§ **Goal of the exercise**
Scan the entries that follow for the word "handle", then report every line in which it appears.

§ **Extracted information**
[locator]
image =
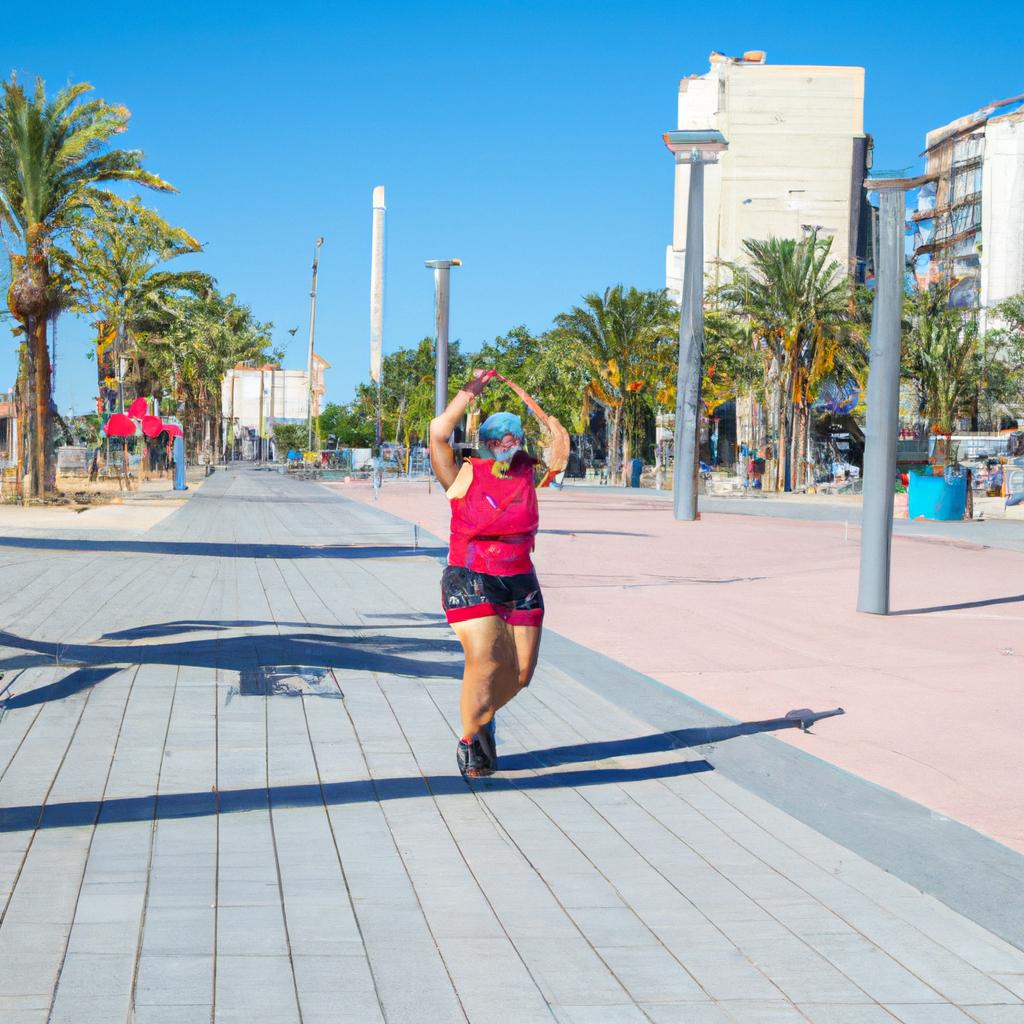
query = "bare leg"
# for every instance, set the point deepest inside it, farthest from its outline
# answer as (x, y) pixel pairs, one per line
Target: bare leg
(527, 646)
(493, 675)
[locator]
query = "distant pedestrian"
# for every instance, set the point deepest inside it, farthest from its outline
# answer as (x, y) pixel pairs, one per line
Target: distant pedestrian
(489, 590)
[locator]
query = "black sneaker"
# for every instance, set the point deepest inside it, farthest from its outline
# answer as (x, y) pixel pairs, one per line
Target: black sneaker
(477, 759)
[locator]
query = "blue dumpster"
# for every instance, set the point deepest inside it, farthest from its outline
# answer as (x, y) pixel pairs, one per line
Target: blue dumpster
(937, 497)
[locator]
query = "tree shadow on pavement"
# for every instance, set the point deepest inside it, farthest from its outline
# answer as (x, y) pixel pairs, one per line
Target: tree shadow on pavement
(86, 813)
(212, 550)
(987, 602)
(406, 655)
(222, 625)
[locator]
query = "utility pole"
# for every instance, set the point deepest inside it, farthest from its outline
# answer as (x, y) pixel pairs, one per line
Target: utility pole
(883, 395)
(377, 301)
(312, 329)
(441, 268)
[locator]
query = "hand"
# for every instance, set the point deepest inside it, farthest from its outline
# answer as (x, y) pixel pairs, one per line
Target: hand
(479, 381)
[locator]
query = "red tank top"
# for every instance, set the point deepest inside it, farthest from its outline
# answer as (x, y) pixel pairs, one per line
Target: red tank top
(495, 523)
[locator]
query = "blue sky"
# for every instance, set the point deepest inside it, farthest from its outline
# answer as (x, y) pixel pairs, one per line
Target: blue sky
(522, 137)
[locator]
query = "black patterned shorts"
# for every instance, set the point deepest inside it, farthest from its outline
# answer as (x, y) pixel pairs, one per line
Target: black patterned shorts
(467, 594)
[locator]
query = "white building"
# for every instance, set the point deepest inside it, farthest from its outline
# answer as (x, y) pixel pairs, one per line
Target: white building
(254, 398)
(796, 160)
(969, 226)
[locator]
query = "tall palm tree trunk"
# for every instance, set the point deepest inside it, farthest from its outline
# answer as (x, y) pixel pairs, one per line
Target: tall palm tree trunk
(613, 449)
(42, 460)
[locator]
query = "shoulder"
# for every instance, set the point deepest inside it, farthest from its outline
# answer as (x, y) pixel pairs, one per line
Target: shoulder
(462, 481)
(523, 461)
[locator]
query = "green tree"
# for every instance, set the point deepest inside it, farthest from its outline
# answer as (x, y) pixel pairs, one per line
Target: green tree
(941, 355)
(546, 366)
(1001, 385)
(200, 338)
(621, 338)
(408, 390)
(348, 426)
(116, 270)
(290, 437)
(54, 156)
(800, 313)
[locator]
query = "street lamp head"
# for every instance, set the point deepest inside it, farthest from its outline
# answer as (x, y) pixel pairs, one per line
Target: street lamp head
(695, 146)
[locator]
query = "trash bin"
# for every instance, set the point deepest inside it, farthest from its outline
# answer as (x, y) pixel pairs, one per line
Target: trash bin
(941, 498)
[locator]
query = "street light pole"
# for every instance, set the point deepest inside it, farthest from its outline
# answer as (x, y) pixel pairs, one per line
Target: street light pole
(377, 303)
(441, 268)
(312, 329)
(883, 395)
(695, 148)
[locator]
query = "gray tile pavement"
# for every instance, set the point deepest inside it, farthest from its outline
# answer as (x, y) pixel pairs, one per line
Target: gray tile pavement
(185, 838)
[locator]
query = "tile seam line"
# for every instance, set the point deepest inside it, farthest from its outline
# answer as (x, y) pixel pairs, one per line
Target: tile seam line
(664, 783)
(341, 866)
(153, 846)
(330, 823)
(980, 912)
(366, 763)
(42, 806)
(92, 836)
(455, 842)
(503, 828)
(404, 867)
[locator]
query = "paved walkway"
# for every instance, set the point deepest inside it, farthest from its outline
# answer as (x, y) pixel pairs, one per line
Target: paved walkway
(756, 614)
(228, 794)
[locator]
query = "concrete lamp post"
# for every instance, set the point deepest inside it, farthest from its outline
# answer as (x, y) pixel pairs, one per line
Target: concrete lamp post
(883, 394)
(695, 148)
(309, 359)
(441, 268)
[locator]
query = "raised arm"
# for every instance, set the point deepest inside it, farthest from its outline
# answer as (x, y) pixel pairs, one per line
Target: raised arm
(558, 437)
(441, 428)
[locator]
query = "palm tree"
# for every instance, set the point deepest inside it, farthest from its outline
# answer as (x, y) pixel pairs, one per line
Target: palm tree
(799, 310)
(115, 270)
(942, 356)
(621, 338)
(53, 158)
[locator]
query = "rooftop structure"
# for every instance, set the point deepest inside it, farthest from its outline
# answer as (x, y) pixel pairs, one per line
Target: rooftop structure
(796, 161)
(978, 194)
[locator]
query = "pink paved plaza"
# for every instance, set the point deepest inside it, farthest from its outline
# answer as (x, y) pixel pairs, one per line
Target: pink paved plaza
(757, 615)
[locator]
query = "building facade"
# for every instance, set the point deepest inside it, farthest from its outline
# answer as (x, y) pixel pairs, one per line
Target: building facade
(969, 225)
(254, 398)
(796, 161)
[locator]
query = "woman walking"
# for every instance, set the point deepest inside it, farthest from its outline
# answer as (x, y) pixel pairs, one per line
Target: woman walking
(489, 590)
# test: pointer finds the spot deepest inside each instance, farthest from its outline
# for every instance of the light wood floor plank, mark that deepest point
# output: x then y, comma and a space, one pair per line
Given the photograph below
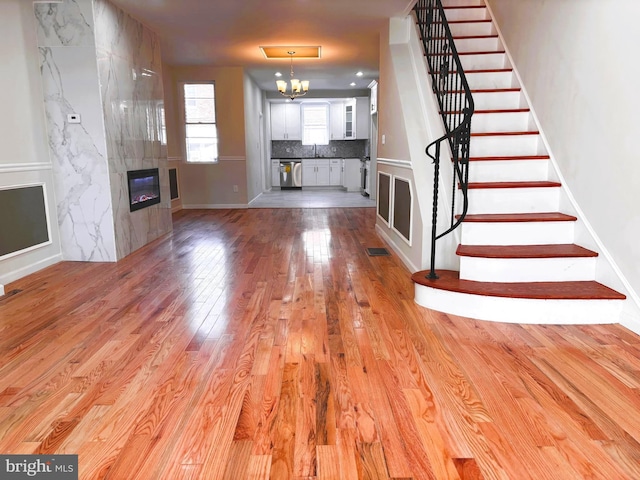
267, 344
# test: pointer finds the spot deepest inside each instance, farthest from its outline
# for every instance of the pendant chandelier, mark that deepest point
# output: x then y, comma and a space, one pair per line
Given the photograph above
299, 88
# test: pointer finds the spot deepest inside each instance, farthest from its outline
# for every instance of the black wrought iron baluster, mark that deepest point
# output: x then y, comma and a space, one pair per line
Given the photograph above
456, 108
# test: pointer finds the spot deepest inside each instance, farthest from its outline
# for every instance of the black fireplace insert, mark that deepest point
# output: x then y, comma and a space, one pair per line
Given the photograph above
144, 188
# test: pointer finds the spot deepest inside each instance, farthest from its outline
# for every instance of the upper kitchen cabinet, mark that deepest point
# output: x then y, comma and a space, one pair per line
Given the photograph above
349, 119
285, 121
363, 120
373, 86
343, 119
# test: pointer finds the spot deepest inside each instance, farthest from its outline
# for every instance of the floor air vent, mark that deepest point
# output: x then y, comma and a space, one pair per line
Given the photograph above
8, 294
377, 252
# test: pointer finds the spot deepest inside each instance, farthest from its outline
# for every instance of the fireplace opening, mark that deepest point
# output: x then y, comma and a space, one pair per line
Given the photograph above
144, 188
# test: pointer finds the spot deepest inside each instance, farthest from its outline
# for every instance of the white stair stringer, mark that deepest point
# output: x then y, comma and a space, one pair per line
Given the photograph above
509, 177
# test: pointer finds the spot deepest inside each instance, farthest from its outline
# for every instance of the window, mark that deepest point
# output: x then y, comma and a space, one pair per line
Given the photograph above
315, 124
200, 123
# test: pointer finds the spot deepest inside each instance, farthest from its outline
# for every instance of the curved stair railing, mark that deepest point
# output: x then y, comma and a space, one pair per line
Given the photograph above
456, 109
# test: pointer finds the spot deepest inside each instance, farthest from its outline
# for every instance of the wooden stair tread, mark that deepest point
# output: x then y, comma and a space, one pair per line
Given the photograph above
525, 251
489, 52
535, 184
452, 7
505, 110
575, 290
504, 134
483, 20
506, 158
469, 37
519, 217
493, 90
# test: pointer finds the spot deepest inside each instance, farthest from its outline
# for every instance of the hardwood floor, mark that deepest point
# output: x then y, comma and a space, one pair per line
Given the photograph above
266, 343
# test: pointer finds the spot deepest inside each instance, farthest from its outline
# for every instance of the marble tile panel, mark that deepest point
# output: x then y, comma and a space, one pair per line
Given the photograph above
65, 24
78, 153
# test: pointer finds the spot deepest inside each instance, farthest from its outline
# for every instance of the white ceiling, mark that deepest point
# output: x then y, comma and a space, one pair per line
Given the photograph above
229, 32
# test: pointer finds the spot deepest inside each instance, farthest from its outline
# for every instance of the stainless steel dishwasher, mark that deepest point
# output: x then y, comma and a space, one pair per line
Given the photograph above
290, 174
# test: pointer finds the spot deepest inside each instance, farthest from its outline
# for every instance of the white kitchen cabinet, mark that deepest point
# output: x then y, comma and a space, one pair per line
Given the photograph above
343, 121
373, 99
275, 173
352, 174
363, 118
350, 119
335, 172
316, 172
285, 121
336, 120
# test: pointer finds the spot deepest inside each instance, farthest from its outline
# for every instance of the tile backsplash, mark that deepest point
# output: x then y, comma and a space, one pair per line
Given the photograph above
335, 149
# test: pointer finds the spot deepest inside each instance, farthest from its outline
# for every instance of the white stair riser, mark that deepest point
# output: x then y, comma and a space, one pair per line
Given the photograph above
517, 233
518, 310
461, 3
455, 14
508, 170
484, 61
527, 269
478, 44
504, 145
486, 80
471, 29
497, 100
513, 200
502, 122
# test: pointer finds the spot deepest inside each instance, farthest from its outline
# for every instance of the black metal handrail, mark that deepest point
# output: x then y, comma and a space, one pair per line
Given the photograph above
456, 108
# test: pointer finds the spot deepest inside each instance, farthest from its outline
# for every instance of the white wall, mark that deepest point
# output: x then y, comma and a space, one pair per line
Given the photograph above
578, 64
254, 121
24, 159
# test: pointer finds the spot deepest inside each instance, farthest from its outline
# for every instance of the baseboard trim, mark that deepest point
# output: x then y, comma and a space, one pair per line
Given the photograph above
227, 206
29, 269
407, 263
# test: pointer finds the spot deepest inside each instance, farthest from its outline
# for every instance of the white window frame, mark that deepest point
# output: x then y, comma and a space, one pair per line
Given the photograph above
213, 122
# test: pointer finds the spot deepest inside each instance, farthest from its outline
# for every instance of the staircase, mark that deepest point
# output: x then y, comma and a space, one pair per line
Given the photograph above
518, 259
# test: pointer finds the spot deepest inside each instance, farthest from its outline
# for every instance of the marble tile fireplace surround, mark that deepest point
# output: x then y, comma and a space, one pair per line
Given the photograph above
102, 80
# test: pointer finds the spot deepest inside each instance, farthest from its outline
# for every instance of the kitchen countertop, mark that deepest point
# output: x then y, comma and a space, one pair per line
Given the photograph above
310, 158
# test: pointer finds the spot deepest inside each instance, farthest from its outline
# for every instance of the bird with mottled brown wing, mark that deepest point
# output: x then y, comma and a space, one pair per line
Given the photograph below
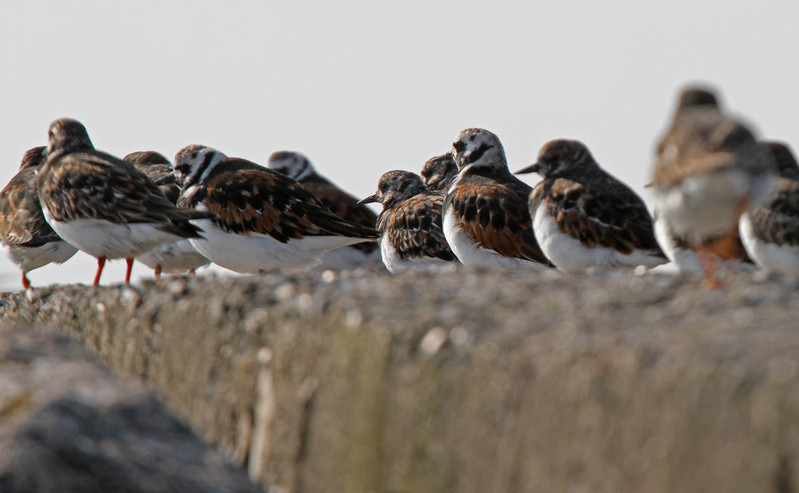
28, 240
486, 220
260, 219
410, 223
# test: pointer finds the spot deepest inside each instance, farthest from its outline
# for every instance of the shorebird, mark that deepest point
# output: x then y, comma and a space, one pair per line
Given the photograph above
102, 204
709, 170
25, 235
260, 220
585, 217
439, 171
297, 166
770, 231
176, 257
486, 219
411, 235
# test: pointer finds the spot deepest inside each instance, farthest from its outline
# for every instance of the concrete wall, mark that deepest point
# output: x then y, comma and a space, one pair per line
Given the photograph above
464, 382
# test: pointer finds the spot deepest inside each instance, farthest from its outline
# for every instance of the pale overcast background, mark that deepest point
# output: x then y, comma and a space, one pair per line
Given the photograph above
363, 87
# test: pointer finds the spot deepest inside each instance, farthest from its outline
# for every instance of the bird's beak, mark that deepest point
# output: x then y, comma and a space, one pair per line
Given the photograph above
369, 200
533, 168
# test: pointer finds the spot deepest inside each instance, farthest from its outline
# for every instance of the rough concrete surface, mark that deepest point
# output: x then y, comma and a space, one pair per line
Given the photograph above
464, 381
67, 424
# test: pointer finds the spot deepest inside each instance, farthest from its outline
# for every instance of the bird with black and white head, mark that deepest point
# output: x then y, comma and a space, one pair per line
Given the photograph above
411, 234
25, 236
486, 219
177, 257
709, 169
585, 217
260, 220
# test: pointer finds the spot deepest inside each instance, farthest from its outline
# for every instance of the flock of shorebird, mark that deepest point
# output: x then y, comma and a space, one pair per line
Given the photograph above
720, 196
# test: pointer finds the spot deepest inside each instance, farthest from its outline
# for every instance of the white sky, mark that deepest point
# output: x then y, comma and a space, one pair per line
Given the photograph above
363, 87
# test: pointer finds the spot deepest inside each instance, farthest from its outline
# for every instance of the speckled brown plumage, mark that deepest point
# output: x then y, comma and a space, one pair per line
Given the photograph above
246, 198
589, 204
158, 169
496, 216
777, 221
411, 217
299, 167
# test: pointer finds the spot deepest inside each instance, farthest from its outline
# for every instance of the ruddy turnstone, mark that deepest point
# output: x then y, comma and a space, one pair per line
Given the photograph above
26, 237
411, 235
103, 205
709, 169
584, 217
176, 257
260, 219
770, 231
486, 219
297, 166
439, 171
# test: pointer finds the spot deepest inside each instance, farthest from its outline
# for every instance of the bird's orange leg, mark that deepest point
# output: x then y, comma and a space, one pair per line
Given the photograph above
130, 269
100, 265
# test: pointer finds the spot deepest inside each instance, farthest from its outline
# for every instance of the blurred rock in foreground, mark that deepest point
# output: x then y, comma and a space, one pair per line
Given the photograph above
464, 382
68, 425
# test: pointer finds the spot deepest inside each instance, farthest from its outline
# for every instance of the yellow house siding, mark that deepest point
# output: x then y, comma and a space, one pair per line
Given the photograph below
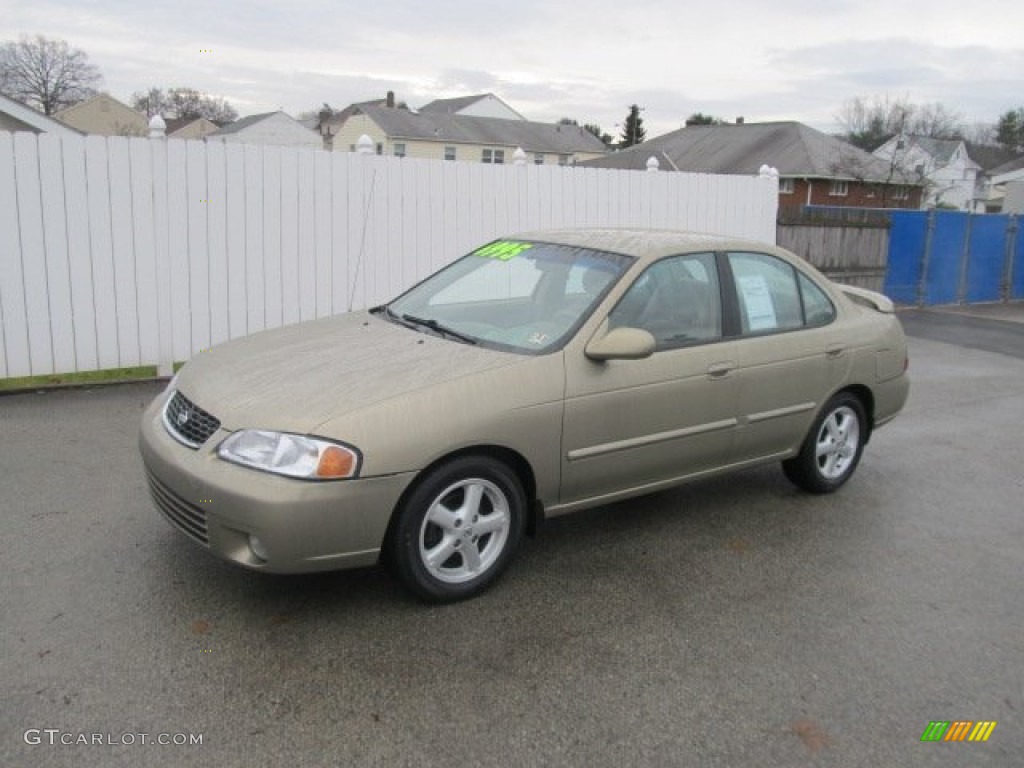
348, 135
104, 116
199, 128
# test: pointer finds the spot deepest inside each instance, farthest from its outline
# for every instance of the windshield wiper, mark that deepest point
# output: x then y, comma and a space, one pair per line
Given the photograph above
436, 328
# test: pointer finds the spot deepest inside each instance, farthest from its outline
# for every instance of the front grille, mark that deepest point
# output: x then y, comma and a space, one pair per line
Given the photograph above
186, 422
185, 516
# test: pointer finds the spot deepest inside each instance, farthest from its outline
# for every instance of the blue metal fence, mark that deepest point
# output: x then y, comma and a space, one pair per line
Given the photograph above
946, 257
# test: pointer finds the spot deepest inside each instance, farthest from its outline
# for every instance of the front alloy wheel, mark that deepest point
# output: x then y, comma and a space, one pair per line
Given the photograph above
458, 529
833, 446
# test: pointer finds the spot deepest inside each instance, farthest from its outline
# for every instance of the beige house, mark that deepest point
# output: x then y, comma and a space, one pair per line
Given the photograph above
274, 128
194, 128
104, 116
15, 117
439, 132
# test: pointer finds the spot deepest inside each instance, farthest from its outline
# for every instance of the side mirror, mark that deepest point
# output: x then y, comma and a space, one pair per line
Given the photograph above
622, 344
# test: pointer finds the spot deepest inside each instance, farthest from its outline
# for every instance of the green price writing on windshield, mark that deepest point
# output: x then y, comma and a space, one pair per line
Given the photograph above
503, 250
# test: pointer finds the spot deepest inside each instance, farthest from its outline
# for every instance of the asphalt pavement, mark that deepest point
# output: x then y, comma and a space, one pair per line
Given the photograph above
735, 622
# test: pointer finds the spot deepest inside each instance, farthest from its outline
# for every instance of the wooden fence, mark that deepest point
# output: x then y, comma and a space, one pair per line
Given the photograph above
852, 253
120, 252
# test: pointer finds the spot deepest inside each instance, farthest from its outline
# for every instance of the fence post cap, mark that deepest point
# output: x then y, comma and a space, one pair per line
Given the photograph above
158, 128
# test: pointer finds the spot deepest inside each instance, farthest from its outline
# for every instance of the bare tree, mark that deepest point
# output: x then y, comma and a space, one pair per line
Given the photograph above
46, 75
870, 124
183, 102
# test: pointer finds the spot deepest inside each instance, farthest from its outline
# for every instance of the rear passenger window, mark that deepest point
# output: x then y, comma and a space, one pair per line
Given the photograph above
769, 297
818, 309
677, 300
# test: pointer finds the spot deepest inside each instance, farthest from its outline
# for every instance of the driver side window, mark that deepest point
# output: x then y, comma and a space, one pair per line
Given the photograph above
677, 300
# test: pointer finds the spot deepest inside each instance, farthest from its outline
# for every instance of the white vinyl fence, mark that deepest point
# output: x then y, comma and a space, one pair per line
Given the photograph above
118, 252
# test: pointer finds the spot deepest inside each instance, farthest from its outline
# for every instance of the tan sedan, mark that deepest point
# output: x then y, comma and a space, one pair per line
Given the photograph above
540, 374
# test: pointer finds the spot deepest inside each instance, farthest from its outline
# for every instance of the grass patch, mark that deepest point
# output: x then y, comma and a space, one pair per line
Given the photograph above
87, 377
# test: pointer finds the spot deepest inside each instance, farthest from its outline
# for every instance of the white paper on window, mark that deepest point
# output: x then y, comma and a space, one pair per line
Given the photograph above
757, 299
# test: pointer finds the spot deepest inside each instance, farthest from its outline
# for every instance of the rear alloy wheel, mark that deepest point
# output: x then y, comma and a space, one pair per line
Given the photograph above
833, 448
459, 528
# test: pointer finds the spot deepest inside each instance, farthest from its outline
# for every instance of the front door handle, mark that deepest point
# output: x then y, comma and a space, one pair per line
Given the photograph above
720, 370
835, 350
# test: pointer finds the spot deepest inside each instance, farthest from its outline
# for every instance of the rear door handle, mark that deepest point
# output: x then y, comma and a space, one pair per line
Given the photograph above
720, 370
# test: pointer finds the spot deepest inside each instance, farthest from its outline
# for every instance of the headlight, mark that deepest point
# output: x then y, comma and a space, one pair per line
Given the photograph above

§ **Exercise answer**
# for every instance of the front door handle, mark that deepest point
# for every instance of the rear door handle, mark that deepest point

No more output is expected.